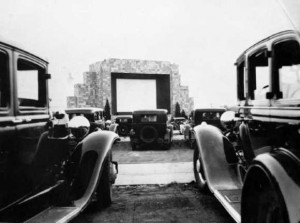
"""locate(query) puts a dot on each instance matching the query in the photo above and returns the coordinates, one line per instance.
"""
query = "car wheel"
(148, 134)
(198, 172)
(104, 190)
(123, 130)
(133, 146)
(262, 200)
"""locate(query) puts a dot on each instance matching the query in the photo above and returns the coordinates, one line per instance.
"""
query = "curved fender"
(219, 174)
(281, 170)
(101, 142)
(113, 128)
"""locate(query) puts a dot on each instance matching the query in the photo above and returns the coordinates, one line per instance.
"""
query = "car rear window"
(148, 118)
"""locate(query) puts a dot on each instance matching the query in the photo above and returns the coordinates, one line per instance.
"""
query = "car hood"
(292, 9)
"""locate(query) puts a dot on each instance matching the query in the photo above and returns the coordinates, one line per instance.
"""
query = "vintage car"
(50, 168)
(124, 124)
(177, 121)
(150, 128)
(253, 167)
(94, 115)
(209, 115)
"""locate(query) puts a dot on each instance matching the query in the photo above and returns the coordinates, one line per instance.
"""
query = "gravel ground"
(158, 203)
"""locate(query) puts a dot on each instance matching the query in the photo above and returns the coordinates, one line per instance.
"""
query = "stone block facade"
(96, 87)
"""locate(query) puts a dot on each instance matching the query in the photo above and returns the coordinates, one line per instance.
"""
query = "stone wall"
(96, 87)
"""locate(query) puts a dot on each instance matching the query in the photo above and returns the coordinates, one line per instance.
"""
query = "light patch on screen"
(135, 94)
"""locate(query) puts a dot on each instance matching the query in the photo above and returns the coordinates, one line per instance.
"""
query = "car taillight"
(132, 132)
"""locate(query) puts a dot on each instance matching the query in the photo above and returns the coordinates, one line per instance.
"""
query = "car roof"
(124, 116)
(150, 111)
(241, 57)
(178, 118)
(209, 109)
(83, 110)
(14, 48)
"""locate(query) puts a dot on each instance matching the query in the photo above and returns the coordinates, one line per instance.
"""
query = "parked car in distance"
(50, 168)
(94, 115)
(253, 168)
(177, 121)
(208, 115)
(124, 124)
(150, 128)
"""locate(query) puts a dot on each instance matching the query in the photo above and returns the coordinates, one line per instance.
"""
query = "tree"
(183, 113)
(106, 112)
(177, 110)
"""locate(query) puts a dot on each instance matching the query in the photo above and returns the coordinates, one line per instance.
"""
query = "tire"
(133, 146)
(262, 200)
(148, 134)
(104, 190)
(123, 130)
(200, 178)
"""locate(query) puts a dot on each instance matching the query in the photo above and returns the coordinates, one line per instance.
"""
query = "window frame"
(24, 110)
(275, 71)
(251, 79)
(5, 110)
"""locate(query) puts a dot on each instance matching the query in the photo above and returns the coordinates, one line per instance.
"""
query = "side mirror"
(228, 120)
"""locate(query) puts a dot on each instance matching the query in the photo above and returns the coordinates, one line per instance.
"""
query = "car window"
(240, 80)
(31, 84)
(4, 81)
(123, 120)
(148, 118)
(287, 65)
(259, 75)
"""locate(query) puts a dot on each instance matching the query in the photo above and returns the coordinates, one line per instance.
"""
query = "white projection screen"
(135, 94)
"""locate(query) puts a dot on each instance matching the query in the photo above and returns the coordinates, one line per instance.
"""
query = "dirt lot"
(158, 203)
(170, 202)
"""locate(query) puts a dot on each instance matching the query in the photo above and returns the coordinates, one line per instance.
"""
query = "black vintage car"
(50, 168)
(94, 115)
(124, 124)
(151, 128)
(253, 168)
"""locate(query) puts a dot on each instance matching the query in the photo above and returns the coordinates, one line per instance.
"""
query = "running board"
(55, 214)
(231, 201)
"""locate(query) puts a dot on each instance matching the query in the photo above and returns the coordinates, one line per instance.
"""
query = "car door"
(7, 125)
(31, 107)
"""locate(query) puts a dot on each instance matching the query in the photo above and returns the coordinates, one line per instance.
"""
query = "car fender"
(113, 128)
(284, 169)
(220, 175)
(99, 143)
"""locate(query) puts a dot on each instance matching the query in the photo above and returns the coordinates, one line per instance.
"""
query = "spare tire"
(123, 130)
(148, 134)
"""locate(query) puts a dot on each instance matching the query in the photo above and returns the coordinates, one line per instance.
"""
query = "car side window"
(240, 80)
(259, 70)
(4, 81)
(31, 84)
(287, 66)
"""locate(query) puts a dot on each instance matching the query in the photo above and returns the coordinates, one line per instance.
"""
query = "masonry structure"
(97, 82)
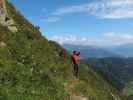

++++++

◆ **WHAT THE TASK ASKS**
Please repeat the records above exactly, leaving every picture out.

◆ **REPLY TO THE TASK**
"""locate(query) puts a dot on each instance matching the query in the photo above and returns the coordinates, one line per instance.
"""
query = "car wheel"
(148, 134)
(198, 172)
(104, 190)
(123, 130)
(133, 146)
(262, 200)
"""locate(query) puts a dot on each instance matching the query in the photo above and returns the coordinates, one line per instance.
"""
query = "curved fender"
(219, 174)
(281, 170)
(101, 142)
(113, 128)
"""locate(query) puts a dot on each instance matching the query in the photo above and returns the coordinates, one line per instance.
"""
query = "car rear window"
(148, 118)
"""locate(query) puts a dot on each instance matching the query in the photo above and returns the coordinates, one line per instance.
"""
query = "car hood"
(292, 9)
"""locate(query) puts a dot on each instance matching the query in the photo above and returns the coordinates, one line per instance.
"""
query = "vintage car"
(50, 168)
(124, 124)
(177, 121)
(150, 128)
(253, 167)
(94, 115)
(209, 115)
"""locate(query) puts a dot on each instance matching the query in the photo above and returns the coordinates, one line per instance.
"""
query = "gravel ground"
(158, 203)
"""locate(query) puts a dot on each instance matching the query in the photo above and returns the coordinates, one line per instance.
"""
query = "stone block facade"
(96, 87)
"""locate(query) puts a dot on each instance matching the query in the photo above and returns the coordinates, one line per instance.
"""
query = "stone wall"
(96, 87)
"""locate(query) puts a dot on each instance matching the query in the photo above and returns the coordinates, one line per instance.
"""
query = "light patch on screen"
(135, 94)
"""locate(query) puts a dot on each instance matching the query in the photo above and returns the coordinates, one line per instance.
"""
query = "car taillight"
(132, 132)
"""locate(query) puts a dot on each instance matching the query in the photo above and returns the coordinates, one line per instance.
"""
query = "car roof"
(124, 116)
(150, 111)
(241, 57)
(178, 118)
(209, 109)
(83, 110)
(14, 48)
"""locate(query) puts a dot on each instance matching the query in the photo above and returns the coordinates, one line per instance.
"""
query = "parked car in distance"
(50, 168)
(94, 115)
(253, 168)
(177, 121)
(208, 115)
(124, 124)
(150, 128)
"""locate(query) puts a dot on each instance matching the query in the photo above and returns the coordinates, one line per instance.
"""
query = "tree"
(183, 113)
(106, 112)
(177, 110)
"""locate(query) puts a dot on each instance matching the query in the photo above and returns the coordinates, one line per instance.
"""
query = "tire"
(133, 146)
(262, 200)
(148, 134)
(104, 190)
(123, 130)
(200, 178)
"""locate(query) puts a dot on each instance matching the query in the photo above and returns the coordinates, one line per instance.
"""
query = "window frame"
(24, 110)
(275, 71)
(251, 79)
(5, 110)
"""locate(query) puts a dot on each instance matching the query in the photo above and returns the coordinates, one line per instance.
"""
query = "side mirror"
(228, 120)
"""locate(query) puts a dot on each instance matching the query in the photo above and returns the coordinates, one line per instance.
"""
query = "car window"
(240, 80)
(31, 84)
(4, 81)
(123, 120)
(148, 118)
(287, 65)
(259, 75)
"""locate(query) puts a dot on each instance matching the query in the photo above and returns the coordinates, one line per instance.
"""
query = "white projection screen"
(135, 94)
"""locate(query) puts a dot on each instance matching the query in the photo above and returns the coordinates, one line per instance.
"""
query = "dirt lot"
(158, 203)
(170, 202)
"""locate(query) puts a dot on each instance matching the query in the photo above and returns the coordinates, one line per instance.
"""
query = "black vintage car"
(50, 168)
(94, 115)
(124, 124)
(151, 128)
(253, 168)
"""locate(query) puts a dot on each instance matching the query in the photo above and returns the coordinates, one line per instance.
"""
query = "running board"
(55, 214)
(231, 201)
"""locate(query) puts a dot on each instance matching the query in the photo above and returns the coordinates, one line per instance.
"""
query = "car door"
(7, 125)
(31, 107)
"""locate(query) puts a dot on each instance matching the query in the photo above and returns the coordinates, one line per instance.
"""
query = "car fender"
(113, 128)
(284, 169)
(220, 175)
(99, 143)
"""locate(query) puts a dot on each instance matching the query in the photo above and returns the coordinates, one line per instance.
"""
query = "spare tire"
(123, 130)
(148, 134)
"""locate(query) puts a dot on each instance matching the query in the photo above and returns the coordinates, one line per instance.
"""
query = "car side window"
(240, 80)
(259, 70)
(4, 81)
(31, 84)
(287, 66)
"""locate(query) puts a dot on each instance matching the query in the photo above and returns the coordinates, one line per instance.
"""
query = "masonry structure"
(97, 82)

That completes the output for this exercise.